Input data
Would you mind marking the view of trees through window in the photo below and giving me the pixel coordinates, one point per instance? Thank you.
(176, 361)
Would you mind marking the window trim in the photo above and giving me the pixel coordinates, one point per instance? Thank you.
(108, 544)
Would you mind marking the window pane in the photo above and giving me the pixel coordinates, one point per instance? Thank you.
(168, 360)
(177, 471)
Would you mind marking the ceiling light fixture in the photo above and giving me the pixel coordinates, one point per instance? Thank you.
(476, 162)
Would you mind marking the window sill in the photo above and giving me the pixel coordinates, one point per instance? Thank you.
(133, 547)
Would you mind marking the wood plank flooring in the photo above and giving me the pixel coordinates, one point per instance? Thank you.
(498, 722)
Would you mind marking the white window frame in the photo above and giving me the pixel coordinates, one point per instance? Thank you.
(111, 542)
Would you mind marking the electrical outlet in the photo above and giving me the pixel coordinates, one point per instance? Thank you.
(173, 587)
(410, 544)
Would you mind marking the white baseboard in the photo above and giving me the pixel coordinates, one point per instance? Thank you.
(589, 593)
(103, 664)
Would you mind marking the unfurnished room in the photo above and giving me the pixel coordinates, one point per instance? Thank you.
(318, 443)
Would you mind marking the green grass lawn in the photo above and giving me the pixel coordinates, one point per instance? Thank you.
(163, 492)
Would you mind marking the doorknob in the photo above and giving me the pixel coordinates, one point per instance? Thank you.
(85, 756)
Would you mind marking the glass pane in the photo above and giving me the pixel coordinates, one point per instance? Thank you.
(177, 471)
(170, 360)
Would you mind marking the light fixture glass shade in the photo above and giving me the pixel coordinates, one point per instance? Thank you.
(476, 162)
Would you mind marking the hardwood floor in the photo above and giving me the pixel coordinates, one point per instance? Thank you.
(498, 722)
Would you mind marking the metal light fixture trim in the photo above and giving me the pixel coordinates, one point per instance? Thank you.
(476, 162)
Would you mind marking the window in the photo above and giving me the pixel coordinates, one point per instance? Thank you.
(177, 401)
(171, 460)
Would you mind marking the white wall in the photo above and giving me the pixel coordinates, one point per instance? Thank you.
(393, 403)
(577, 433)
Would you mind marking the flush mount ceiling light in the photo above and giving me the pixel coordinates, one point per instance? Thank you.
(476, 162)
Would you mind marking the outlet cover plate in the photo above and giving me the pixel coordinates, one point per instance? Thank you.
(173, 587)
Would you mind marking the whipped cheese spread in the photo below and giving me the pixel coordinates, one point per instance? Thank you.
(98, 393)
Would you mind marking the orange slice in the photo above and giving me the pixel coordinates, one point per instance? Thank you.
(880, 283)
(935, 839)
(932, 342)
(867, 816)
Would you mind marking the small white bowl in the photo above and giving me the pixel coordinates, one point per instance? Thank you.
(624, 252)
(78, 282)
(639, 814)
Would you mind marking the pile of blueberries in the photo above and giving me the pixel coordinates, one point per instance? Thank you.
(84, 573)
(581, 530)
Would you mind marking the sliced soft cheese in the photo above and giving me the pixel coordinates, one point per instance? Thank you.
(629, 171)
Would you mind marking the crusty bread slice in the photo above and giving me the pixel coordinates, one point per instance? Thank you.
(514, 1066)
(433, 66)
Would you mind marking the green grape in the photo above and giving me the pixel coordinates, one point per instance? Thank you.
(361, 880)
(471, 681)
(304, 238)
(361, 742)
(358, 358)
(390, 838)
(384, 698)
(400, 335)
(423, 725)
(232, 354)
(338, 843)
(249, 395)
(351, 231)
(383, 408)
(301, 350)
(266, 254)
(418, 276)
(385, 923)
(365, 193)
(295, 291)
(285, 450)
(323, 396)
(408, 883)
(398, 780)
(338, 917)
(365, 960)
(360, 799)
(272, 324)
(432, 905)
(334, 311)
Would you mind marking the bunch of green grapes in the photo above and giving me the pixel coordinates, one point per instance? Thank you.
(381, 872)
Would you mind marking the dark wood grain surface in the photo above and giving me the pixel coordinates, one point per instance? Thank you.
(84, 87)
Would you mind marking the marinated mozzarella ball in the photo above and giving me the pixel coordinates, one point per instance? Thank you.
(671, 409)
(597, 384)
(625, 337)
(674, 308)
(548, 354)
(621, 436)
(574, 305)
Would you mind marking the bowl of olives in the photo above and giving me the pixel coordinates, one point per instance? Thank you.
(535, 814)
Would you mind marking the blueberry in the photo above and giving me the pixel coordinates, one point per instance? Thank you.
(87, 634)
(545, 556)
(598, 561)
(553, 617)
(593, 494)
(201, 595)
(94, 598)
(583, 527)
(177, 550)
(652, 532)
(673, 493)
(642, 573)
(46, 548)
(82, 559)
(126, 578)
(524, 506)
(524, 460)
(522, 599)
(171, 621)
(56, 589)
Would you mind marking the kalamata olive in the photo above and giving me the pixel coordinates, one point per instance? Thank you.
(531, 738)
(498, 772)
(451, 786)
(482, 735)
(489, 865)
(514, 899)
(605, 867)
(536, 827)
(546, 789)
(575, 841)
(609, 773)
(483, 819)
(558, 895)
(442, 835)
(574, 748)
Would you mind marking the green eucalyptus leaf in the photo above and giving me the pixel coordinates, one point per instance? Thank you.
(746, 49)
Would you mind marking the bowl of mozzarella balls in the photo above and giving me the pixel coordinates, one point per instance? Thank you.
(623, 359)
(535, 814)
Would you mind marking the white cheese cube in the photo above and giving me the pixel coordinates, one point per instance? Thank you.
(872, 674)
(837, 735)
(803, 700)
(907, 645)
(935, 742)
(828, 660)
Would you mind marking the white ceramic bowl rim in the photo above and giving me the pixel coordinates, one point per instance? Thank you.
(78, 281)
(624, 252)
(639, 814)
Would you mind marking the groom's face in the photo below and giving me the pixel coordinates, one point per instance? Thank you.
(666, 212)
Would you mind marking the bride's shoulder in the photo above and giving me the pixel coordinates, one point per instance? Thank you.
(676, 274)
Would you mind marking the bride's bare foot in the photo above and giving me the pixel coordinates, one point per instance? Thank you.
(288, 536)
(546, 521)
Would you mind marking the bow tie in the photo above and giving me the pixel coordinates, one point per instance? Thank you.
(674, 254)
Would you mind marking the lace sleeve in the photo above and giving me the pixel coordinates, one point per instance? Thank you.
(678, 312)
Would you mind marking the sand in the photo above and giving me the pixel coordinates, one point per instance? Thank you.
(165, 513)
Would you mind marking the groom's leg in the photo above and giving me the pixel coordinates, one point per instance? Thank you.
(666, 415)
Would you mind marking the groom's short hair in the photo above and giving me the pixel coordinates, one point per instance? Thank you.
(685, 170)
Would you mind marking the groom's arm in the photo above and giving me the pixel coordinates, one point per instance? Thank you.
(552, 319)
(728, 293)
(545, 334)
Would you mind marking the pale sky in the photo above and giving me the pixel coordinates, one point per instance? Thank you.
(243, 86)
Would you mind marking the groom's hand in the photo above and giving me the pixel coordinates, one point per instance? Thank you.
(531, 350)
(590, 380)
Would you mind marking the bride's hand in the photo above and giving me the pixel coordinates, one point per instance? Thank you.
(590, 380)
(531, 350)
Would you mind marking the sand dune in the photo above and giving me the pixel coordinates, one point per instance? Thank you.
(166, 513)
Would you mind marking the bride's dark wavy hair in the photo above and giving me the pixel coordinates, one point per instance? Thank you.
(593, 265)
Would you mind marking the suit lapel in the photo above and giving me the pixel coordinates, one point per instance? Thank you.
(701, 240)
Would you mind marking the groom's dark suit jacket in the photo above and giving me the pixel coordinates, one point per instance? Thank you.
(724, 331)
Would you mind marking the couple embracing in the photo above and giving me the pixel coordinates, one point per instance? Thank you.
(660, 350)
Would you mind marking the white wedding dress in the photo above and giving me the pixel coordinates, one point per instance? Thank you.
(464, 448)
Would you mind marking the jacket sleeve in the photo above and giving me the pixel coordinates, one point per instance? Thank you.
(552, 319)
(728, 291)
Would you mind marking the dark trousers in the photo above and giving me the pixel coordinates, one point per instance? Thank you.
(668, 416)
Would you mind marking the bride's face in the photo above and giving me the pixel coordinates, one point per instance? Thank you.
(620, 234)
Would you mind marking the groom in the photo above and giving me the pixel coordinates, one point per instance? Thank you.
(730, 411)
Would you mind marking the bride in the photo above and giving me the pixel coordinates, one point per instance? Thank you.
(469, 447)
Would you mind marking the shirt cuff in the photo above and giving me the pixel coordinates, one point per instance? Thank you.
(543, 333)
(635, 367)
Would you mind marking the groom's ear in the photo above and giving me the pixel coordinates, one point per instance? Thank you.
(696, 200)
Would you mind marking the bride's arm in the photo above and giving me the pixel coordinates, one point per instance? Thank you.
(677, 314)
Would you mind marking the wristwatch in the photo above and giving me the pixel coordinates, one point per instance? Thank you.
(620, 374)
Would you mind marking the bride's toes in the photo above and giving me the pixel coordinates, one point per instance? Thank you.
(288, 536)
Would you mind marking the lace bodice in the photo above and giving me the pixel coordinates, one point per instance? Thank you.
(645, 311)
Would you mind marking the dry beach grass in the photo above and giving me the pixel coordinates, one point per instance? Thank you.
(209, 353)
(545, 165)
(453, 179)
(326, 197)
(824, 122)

Task to complete
Transcribe only the trailing portion of the entries above: the line that contains "Would you mind marking the wristwatch" and each line after it.

Solution to this task
Would you mind marking the wristwatch in the photo above and giving me the pixel coordinates, one point per instance? Thank you.
(620, 374)
Would you mind marking the bride's toes in the photo above and giving me the pixel coordinates, one point per instance? Thank you.
(288, 536)
Would you mind marking the lace bodice in the photo above and giving me the pixel coordinates, one point per instance? Thank you.
(645, 311)
Would you mind marking the dry beach grass in the photo above and giving me the pixel coordinates, one point per instance? Thank you.
(209, 353)
(545, 165)
(453, 179)
(326, 197)
(824, 122)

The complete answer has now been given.